§ **TASK PROMPT**
Set down exactly the lines from the one containing "Objective — indicate one point on every instance of the bridle" through the end of the records below, both included, and nothing else.

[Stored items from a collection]
*** Begin section ***
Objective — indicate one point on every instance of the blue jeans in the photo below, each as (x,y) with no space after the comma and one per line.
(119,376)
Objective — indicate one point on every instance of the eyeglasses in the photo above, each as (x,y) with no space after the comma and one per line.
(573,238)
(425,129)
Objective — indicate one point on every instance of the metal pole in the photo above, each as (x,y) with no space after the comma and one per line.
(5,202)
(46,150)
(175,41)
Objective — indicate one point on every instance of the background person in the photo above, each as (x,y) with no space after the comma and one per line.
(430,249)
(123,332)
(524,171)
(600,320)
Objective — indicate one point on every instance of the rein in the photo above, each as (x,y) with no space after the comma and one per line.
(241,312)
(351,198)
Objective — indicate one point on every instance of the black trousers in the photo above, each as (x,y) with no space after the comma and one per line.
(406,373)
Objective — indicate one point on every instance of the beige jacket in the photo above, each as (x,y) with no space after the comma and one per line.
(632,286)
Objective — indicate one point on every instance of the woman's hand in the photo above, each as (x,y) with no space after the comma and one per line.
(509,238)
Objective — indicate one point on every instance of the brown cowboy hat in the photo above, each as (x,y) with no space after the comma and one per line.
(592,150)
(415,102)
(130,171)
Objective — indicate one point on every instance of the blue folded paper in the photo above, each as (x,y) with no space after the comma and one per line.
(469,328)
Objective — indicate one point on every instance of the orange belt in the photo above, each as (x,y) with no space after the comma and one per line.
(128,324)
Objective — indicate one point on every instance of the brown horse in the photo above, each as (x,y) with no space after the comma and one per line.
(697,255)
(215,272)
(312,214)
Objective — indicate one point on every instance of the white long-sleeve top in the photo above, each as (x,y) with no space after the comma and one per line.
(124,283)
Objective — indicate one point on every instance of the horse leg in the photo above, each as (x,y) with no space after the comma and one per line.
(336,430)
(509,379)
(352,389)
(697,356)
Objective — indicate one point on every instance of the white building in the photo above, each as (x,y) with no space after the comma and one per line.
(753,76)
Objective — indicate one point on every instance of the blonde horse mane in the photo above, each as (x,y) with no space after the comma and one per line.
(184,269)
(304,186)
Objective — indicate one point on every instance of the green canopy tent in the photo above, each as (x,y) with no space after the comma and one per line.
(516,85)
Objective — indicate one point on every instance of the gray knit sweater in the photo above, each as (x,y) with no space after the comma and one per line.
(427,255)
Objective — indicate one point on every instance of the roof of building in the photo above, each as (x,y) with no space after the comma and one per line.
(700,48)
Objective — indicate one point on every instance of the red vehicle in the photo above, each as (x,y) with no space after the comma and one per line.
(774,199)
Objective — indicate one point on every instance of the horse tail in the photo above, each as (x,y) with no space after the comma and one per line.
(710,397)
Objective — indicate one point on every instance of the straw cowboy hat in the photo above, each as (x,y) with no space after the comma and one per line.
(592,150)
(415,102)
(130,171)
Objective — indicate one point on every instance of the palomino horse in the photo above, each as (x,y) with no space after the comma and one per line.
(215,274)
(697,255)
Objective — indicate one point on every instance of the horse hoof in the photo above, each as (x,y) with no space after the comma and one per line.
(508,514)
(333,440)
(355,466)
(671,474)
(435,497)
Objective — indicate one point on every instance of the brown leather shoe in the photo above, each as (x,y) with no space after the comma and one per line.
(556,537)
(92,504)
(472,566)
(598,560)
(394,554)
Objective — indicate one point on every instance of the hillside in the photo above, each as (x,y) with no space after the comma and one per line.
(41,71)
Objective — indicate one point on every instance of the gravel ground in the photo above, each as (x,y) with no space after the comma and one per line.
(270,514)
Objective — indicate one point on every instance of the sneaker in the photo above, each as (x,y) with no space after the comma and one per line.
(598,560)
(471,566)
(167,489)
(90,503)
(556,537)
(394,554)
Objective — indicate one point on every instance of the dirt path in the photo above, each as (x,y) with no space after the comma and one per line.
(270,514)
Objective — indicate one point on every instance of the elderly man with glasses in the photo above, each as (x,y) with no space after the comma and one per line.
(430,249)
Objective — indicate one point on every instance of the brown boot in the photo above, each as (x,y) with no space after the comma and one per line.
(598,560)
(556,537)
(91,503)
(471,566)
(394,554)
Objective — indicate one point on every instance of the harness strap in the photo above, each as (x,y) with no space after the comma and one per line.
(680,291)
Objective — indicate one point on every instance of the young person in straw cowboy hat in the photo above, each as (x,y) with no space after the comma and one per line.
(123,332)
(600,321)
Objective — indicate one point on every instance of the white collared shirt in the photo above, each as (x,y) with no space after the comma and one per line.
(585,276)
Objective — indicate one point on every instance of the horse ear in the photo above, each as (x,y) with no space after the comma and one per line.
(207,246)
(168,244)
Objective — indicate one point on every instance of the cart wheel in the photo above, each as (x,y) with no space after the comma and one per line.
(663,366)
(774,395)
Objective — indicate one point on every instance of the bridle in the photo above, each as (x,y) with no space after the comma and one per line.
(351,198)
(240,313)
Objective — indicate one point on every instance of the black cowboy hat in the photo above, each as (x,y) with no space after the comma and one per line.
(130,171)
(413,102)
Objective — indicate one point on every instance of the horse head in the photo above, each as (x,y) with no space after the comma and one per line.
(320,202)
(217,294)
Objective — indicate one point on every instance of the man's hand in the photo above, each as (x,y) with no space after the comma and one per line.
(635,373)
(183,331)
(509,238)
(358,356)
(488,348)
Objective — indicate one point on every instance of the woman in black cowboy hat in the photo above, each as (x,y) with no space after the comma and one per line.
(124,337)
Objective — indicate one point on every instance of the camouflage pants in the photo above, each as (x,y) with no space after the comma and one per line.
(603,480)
*** End section ***
§ **RESPONSE TO THIS TASK**
Objective — indicate one point on every instance of the bridle in the photo above, each as (x,y) with no space after the comma and one per line.
(351,198)
(240,313)
Objective — indicate one point on every instance of the black cowboy hat in the photo above, each as (x,y) with no space after the comma and one per line.
(130,171)
(413,102)
Objective — indicate one point on every instance of the horse head in the photo above, each as (x,y) with no space after the comma and one per line.
(320,202)
(217,294)
Objective — indicate one point on every instance of the man's hand in the photo above, each as (x,y) with no space after the comma and one per line.
(635,373)
(183,331)
(509,238)
(358,356)
(488,348)
Objective — indicate one point on every instance of the woman in black cowboy hat in the photo above, each as (x,y) with no space after the comma and one per line.
(124,337)
Objective — indicate one point on every instance of the camouflage pants in the photo above, each as (x,y) with no space after the comma and one per line.
(603,480)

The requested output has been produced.